Extrait fourni:
# # # # #

4. Il s'ensuit que le moyen n'est pas fondé.

Mais sur le moyen, pris en sa deuxième branche

Enoncé du moyen

5. Mme N... fait grief à l'arrêt de fixer la rémunération de la société [...] pour l'établissement de la dévolution successorale de J... S... et de son arbre généalogique ayant permis de régulariser l'acte de notoriété dressé le 29 juillet 2014 par M. K..., notaire, à 8 % hors taxes de l'actif net successoral, en ce compris tous éventuels capitaux d'assurance sur la vie, perçu ou à percevoir par elle dans la succession et de la condamner à verser cette somme au généalogiste, alors « que le généalogiste successoral ne peut prétendre à une indemnisation que si son intervention a été utile à l'héritier ; qu'en affirmant que seule l'intervention spécialisée du généalogiste avait permis de vérifier l'absence d'héritiers ab intestat jusqu'au sixième degré dans la branche paternelle S..., en s'abstenant de rechercher si le généalogiste s'était borné à communiquer au notaire l'arbre généalogique de la branche maternelle du défunt et à indiquer qu'il n'existait aucun héritier au degré successible dans la branche paternelle, que le notaire avait déjà pu en grande partie reconstituer, sans justifier d'aucune investigation à ce titre, ce qui excluait toute indemnisation du généalogiste, la cour d'appel a privé sa décision de base légale au regard de l'article 1375 du code civil, dans sa rédaction antérieure à celle issue de l'ordonnance n° 2016-131 du 10 février 2016 du code civil. »

Réponse de la Cour

Vu l'article 1375 du code civil, dans sa rédaction antérieure à celle issue de l'ordonnance n° 2016-131 du 10 février 2016 :

6. En cas de gestion d'affaires, ce texte n'accorde au gérant que le remboursement des dépenses utiles ou nécessaires qu'il a faites, mais non le paiement d'une rémunération, quand bien même il aurait agi à l'occasion de sa profession. Il en résulte que le généalogiste qui, par son activité professionnelle, a rendu service à l'héritier, ne peut être indemnisé, en l'absence de tout contrat, qu'à hauteur des dépenses spécifiques, utiles ou nécessaires qu'il a exposées pour la recherche de l'héritier considéré et la détermination de ses droits successoraux.

# # # # #

Extraits de données de pointage:

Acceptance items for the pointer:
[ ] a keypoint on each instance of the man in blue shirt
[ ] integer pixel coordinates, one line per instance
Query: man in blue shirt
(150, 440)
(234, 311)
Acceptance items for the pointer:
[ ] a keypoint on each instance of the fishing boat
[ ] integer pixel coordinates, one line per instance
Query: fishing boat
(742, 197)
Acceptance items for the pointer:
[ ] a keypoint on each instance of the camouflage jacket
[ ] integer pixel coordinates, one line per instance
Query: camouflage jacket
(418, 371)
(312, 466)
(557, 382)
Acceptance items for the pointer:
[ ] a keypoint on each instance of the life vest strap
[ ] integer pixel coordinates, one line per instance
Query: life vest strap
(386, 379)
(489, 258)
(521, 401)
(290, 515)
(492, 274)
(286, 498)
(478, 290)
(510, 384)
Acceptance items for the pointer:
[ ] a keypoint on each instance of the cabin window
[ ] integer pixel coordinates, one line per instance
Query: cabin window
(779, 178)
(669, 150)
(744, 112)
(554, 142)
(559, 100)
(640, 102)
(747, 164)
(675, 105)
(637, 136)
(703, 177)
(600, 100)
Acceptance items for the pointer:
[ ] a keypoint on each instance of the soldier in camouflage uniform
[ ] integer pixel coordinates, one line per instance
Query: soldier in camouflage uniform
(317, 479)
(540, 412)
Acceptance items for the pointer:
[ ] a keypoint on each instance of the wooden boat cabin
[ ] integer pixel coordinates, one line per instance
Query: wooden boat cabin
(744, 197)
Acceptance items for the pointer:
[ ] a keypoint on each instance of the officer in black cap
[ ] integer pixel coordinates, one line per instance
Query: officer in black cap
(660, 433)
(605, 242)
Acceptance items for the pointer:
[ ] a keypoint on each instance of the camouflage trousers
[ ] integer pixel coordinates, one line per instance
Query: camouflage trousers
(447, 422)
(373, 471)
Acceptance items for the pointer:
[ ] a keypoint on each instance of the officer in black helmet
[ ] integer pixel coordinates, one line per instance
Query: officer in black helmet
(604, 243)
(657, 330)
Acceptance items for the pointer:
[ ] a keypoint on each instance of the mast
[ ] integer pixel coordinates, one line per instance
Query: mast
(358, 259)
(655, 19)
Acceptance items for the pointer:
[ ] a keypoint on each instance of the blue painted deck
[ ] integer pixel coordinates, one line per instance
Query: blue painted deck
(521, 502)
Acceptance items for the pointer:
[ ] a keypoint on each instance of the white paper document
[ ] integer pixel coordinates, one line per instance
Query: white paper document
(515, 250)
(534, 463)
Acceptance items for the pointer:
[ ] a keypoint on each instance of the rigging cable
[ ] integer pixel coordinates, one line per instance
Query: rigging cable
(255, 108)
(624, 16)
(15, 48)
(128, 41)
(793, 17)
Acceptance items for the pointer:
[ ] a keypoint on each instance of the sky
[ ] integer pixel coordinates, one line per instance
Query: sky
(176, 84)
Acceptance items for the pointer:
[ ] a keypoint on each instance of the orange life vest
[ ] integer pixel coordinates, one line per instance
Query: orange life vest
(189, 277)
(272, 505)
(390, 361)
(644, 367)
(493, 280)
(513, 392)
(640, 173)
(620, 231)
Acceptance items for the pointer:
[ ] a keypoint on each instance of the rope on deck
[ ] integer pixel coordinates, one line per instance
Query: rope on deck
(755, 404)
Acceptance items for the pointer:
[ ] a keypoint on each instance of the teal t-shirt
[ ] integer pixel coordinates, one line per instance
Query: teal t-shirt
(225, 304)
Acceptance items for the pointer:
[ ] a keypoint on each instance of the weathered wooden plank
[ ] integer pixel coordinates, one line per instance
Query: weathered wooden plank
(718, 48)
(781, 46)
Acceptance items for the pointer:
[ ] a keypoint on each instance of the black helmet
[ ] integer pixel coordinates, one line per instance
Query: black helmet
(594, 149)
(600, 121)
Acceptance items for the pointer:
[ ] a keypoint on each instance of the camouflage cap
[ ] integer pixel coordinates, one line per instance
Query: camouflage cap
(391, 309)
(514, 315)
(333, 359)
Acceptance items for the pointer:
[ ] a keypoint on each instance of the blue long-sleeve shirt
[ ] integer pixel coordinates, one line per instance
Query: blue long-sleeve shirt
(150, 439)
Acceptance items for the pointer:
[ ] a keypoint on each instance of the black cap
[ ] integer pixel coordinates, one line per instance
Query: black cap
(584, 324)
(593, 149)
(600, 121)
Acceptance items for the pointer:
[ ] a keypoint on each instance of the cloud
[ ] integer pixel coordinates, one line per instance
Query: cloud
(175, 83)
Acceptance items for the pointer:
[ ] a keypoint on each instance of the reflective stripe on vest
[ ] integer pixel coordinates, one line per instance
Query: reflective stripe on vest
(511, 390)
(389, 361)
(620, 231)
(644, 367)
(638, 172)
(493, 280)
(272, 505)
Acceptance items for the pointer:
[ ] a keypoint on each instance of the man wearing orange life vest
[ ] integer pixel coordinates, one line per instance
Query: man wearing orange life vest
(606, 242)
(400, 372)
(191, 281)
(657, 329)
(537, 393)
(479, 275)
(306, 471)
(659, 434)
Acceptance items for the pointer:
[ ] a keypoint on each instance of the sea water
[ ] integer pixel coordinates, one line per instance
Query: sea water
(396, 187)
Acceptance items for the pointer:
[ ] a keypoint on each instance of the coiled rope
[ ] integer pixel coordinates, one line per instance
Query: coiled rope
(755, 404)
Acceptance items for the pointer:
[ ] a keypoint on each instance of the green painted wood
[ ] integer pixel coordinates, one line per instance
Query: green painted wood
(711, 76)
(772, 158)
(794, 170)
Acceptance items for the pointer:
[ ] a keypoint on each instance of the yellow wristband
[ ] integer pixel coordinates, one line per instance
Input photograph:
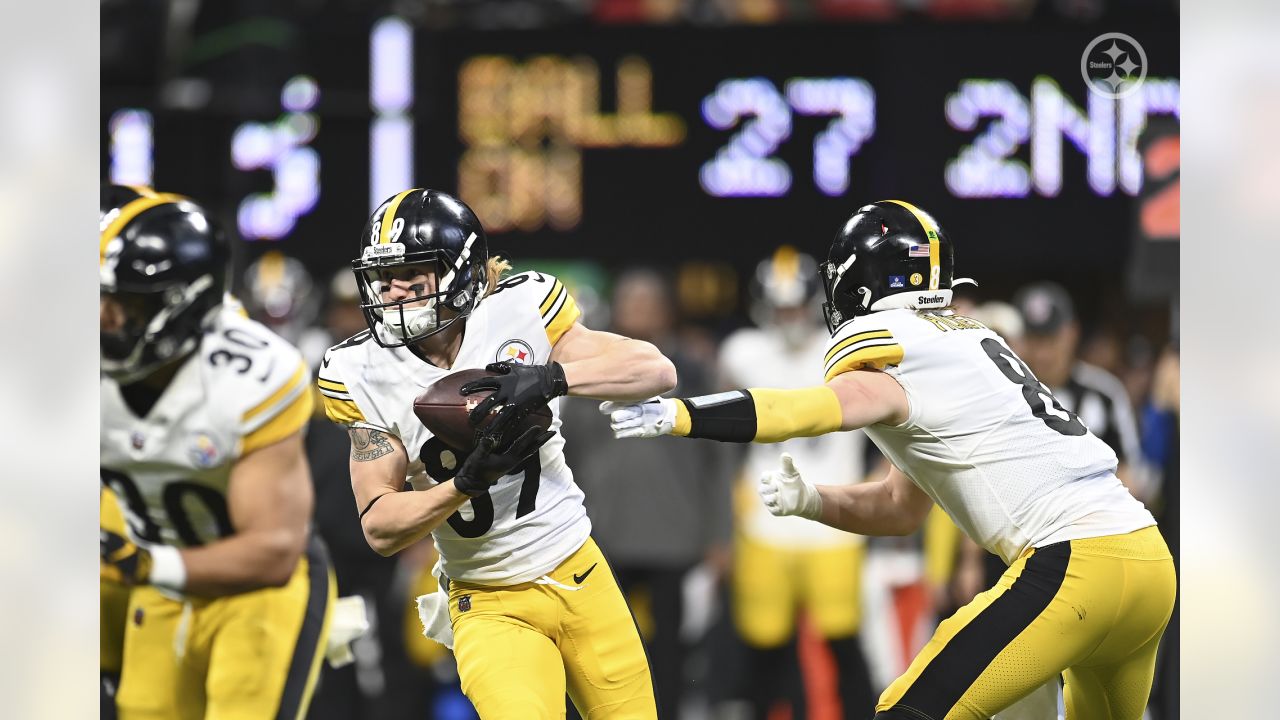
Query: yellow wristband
(684, 423)
(782, 414)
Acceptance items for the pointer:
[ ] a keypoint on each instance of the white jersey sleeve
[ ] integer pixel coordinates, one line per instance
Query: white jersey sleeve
(984, 438)
(265, 383)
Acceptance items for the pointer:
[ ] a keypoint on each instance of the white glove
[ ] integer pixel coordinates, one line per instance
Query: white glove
(652, 418)
(785, 492)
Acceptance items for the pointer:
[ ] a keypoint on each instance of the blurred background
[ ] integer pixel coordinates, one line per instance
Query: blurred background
(681, 164)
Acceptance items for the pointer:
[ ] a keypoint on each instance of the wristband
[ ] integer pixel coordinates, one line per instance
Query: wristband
(168, 570)
(558, 382)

# # # # #

À faire:
1. Dans l'extrait fourni, en cas de gestion d'affaires, à quoi l'article 1375 du code civil limite-t-il ce que le gérant peut obtenir ?
2. Relevez toutes les lignes des enregistrements qui contiennent le mot « fishing », en respectant la casse.

Les réponses:
1. Au remboursement des dépenses utiles ou nécessaires qu'il a faites, et non au paiement d'une rémunération.

2.
[ ] a keypoint on each instance of the fishing boat
Query: fishing boat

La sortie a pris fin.